== TASK INSTRUCTIONS ==
Scan the entries below for the word "tree" and copy every line in which it occurs.
^^^^
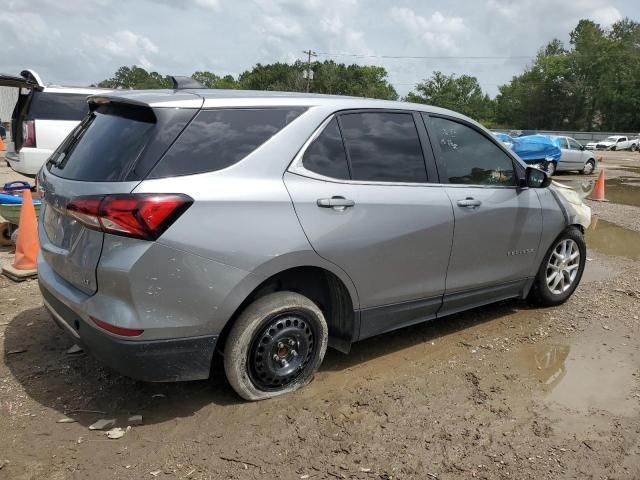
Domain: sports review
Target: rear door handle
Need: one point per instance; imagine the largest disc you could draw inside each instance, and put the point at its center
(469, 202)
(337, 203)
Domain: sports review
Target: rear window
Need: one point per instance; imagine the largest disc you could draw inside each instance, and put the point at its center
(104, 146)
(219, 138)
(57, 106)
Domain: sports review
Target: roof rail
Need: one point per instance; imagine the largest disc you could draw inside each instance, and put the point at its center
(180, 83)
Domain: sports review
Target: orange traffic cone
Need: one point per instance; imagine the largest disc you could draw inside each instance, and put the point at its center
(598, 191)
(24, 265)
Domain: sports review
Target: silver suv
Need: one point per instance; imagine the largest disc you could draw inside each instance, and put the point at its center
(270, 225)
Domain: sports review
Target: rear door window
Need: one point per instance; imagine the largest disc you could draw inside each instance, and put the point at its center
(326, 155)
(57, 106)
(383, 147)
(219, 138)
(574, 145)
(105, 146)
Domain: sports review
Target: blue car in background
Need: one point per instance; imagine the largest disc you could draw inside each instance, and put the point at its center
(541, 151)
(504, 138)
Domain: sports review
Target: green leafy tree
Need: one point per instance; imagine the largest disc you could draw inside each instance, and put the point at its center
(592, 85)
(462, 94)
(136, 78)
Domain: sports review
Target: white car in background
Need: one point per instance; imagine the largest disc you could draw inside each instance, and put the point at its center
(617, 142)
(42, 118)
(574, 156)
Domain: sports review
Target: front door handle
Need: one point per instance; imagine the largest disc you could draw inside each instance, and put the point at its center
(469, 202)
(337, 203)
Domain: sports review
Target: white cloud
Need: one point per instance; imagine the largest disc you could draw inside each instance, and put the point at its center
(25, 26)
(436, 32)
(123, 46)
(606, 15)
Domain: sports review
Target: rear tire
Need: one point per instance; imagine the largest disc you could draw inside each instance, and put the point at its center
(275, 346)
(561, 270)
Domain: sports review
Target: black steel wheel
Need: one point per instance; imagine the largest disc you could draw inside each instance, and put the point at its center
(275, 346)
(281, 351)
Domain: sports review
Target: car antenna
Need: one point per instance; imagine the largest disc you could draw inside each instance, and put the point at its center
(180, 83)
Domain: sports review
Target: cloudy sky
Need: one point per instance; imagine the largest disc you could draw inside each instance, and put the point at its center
^^^^
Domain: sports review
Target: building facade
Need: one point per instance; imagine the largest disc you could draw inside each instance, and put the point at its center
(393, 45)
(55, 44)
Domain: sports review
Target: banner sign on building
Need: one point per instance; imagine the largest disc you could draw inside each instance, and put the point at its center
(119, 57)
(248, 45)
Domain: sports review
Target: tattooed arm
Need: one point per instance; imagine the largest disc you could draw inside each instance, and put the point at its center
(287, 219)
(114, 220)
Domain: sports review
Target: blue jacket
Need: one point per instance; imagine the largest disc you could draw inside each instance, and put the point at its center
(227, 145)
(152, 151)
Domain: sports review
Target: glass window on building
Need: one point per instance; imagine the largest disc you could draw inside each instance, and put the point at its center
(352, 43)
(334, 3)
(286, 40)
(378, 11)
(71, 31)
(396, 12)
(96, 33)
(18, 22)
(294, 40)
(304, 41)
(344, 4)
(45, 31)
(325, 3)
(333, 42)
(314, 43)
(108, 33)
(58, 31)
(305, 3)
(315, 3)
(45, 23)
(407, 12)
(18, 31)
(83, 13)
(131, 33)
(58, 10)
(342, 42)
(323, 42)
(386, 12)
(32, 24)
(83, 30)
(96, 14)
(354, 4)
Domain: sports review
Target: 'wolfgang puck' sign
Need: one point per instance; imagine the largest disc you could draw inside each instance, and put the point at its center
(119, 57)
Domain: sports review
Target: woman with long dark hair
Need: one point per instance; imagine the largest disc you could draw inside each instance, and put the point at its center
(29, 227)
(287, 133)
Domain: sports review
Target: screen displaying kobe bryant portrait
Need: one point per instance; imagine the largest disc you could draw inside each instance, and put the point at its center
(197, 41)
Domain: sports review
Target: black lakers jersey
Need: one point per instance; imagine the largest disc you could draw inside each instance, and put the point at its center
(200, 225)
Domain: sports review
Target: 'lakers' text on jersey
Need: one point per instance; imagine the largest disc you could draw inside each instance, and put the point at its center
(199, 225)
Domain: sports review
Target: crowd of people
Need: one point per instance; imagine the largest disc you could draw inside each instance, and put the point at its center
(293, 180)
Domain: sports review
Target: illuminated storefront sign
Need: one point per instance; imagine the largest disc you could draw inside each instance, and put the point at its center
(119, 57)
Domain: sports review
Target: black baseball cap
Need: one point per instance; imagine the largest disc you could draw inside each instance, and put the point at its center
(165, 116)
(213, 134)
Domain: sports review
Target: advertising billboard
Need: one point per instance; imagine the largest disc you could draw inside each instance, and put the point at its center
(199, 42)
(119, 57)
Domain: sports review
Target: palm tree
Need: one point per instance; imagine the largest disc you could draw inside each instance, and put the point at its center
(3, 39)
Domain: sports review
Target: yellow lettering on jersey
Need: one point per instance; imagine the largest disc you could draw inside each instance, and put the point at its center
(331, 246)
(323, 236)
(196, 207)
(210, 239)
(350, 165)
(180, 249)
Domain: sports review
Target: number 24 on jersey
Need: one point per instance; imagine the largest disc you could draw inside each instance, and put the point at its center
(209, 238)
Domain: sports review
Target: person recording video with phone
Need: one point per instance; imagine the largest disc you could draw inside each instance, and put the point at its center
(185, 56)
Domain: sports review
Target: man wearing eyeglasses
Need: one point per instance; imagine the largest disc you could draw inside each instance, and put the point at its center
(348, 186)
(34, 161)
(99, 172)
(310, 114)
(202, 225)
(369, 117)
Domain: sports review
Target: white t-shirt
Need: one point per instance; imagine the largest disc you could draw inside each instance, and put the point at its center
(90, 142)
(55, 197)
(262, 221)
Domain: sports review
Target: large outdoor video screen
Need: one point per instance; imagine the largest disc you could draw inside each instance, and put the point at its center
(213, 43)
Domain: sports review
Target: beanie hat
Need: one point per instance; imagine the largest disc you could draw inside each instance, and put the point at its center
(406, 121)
^^^^
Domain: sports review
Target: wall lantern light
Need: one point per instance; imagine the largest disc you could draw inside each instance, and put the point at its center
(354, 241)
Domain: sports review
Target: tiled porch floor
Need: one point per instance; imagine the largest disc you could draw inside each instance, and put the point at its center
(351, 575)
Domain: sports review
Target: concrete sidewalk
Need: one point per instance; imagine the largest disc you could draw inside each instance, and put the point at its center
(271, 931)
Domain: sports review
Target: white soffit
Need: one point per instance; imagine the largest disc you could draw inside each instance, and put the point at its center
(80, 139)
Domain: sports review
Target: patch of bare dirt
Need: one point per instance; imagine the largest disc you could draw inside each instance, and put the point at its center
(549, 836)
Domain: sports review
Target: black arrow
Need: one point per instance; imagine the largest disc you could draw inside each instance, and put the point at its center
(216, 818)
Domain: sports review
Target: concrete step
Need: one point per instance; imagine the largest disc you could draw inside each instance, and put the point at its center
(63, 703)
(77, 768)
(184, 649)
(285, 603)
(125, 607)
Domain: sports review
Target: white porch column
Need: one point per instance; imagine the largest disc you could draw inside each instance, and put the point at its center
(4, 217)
^^^^
== EXERCISE ANSWER ==
Target: green leafy tree
Target: palm tree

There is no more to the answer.